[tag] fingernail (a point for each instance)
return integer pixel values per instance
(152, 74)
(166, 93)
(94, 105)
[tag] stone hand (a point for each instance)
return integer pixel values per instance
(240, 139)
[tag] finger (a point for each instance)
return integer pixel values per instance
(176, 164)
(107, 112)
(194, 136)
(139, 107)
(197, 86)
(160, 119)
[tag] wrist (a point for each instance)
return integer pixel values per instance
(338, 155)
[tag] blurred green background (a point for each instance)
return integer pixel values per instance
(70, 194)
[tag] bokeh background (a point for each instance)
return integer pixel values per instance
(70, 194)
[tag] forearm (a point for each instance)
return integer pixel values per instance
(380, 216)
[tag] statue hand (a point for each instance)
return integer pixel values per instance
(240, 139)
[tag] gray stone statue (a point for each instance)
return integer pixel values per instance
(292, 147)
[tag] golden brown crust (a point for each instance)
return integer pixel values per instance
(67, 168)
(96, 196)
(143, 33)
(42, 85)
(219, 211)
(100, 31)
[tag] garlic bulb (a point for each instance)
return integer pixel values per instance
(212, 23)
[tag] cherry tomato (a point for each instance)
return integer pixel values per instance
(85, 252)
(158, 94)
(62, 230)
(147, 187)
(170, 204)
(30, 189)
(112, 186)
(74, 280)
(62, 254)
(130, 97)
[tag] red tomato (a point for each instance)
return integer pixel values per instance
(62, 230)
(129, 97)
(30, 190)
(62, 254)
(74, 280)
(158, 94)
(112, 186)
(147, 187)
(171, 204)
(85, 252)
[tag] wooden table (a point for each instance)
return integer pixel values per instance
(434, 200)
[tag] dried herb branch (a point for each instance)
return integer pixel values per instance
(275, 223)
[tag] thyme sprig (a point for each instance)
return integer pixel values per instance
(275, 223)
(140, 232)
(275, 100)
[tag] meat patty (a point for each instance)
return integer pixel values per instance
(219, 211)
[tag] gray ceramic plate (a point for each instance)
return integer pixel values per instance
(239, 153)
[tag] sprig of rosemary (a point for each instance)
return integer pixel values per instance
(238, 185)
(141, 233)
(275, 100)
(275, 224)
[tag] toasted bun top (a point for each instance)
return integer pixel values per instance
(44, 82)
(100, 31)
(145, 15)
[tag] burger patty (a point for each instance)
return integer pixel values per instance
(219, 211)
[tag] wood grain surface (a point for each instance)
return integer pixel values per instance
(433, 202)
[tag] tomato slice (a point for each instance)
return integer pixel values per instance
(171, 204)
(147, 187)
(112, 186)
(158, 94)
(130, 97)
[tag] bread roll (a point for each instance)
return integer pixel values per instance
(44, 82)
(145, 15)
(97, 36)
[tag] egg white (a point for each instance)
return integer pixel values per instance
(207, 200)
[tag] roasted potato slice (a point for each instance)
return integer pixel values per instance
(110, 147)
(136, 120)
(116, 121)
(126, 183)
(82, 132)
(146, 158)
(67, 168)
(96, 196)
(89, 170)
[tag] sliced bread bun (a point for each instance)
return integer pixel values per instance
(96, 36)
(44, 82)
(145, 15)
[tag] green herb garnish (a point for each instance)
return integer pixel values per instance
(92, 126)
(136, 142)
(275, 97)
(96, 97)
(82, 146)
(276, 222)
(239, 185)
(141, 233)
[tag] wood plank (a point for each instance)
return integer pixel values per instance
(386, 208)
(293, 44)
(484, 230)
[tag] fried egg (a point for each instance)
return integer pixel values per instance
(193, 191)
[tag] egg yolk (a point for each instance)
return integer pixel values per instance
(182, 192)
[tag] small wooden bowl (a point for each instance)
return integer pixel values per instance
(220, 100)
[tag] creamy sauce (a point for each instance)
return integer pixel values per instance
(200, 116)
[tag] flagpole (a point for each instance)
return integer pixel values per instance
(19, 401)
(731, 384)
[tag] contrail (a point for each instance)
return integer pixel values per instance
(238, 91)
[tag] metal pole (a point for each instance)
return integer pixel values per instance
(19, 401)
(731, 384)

Task description: Please reproduce each line exactly as written.

The completed task:
[tag] fingernail (a point for each instance)
return integer pixel values per instance
(152, 74)
(166, 93)
(94, 105)
[tag] stone hand (a point for each instance)
return integer pixel values per instance
(240, 139)
[tag] finger (a point for each instance)
return integer pixel values per instance
(176, 164)
(107, 112)
(194, 136)
(139, 107)
(197, 86)
(160, 119)
[tag] wrist (a point for each instance)
return integer pixel values per instance
(338, 155)
[tag] blurred green background (a point for each instance)
return integer pixel values per instance
(70, 194)
[tag] bokeh background (a point for each instance)
return integer pixel values per instance
(70, 194)
[tag] forearm (a point for each instance)
return integer pixel values per instance
(380, 216)
[tag] statue hand (a point for each instance)
return integer pixel values per instance
(240, 139)
[tag] gray stone statue (a point for each instance)
return integer pixel values per instance
(292, 147)
[tag] golden brown crust (a point for each instance)
return integer pixel values per instance
(67, 168)
(96, 196)
(143, 33)
(42, 85)
(219, 211)
(100, 31)
[tag] garlic bulb (a point for each instance)
return integer pixel values per instance
(212, 23)
[tag] cherry tomato (a point for each instance)
return integer pixel values per instance
(85, 252)
(158, 94)
(62, 230)
(147, 187)
(170, 204)
(30, 189)
(112, 186)
(74, 280)
(62, 254)
(130, 97)
[tag] red tomato (a point for each instance)
return integer pixel values per instance
(62, 230)
(129, 97)
(30, 190)
(62, 254)
(74, 280)
(158, 94)
(112, 186)
(147, 187)
(171, 204)
(85, 252)
[tag] wooden table (a point for each instance)
return integer pixel values per instance
(434, 200)
[tag] dried herb branch (a point for each instance)
return integer pixel values per instance
(275, 223)
[tag] thyme sprig (a point for each instance)
return integer pixel values per instance
(275, 223)
(140, 232)
(275, 100)
[tag] meat patty (a point for each instance)
return integer pixel values per instance
(219, 211)
[tag] gray ceramic plate (a point for each instance)
return integer pixel values per instance
(239, 153)
[tag] sprig of rosemary (a point for each instance)
return integer pixel values per instance
(238, 185)
(141, 233)
(275, 100)
(275, 224)
[tag] toasted bun top (a point for each instance)
return integer pixel values per instance
(44, 82)
(100, 31)
(145, 15)
[tag] burger patty (a point for each instance)
return integer pixel values per instance
(219, 211)
[tag] wood grain surface (a point for each instance)
return integer pixel values per instance
(433, 202)
[tag] tomato slice (a point for each instance)
return integer pixel values per instance
(171, 204)
(147, 187)
(112, 186)
(158, 94)
(130, 97)
[tag] bread roll (a point for each instance)
return integer pixel values per instance
(44, 82)
(145, 15)
(97, 36)
[tag] egg white (a point for each instance)
return integer pixel values per instance
(207, 200)
[tag] roasted potato slice (a point for each instance)
return integer pixel values per instance
(110, 147)
(136, 120)
(116, 121)
(126, 183)
(82, 132)
(146, 158)
(67, 168)
(96, 196)
(89, 170)
[tag] sliced bread bun (a point for each instance)
return integer pixel values per instance
(96, 36)
(44, 82)
(145, 15)
[tag] green herb garnish (a point for each instance)
return integer pixel values per instance
(92, 126)
(136, 142)
(275, 97)
(96, 97)
(82, 146)
(276, 222)
(239, 185)
(141, 233)
[tag] wood plank (a point for each instance)
return integer pixel values per instance
(386, 208)
(293, 44)
(484, 230)
[tag] fried egg (a point for each instance)
return integer pixel values per instance
(193, 191)
[tag] egg yolk (a point for each instance)
return integer pixel values per instance
(182, 192)
[tag] small wooden bowl (a point for each instance)
return integer pixel values per instance
(220, 100)
[tag] creamy sauce (a point for each instance)
return integer pixel values per instance
(200, 116)
[tag] flagpole (a point for each instance)
return integer pixel values per instance
(19, 401)
(731, 384)
[tag] contrail (a point for each instance)
return integer pixel values per instance
(238, 91)
[tag] metal pole (a point for each instance)
return integer pixel values per instance
(19, 401)
(731, 384)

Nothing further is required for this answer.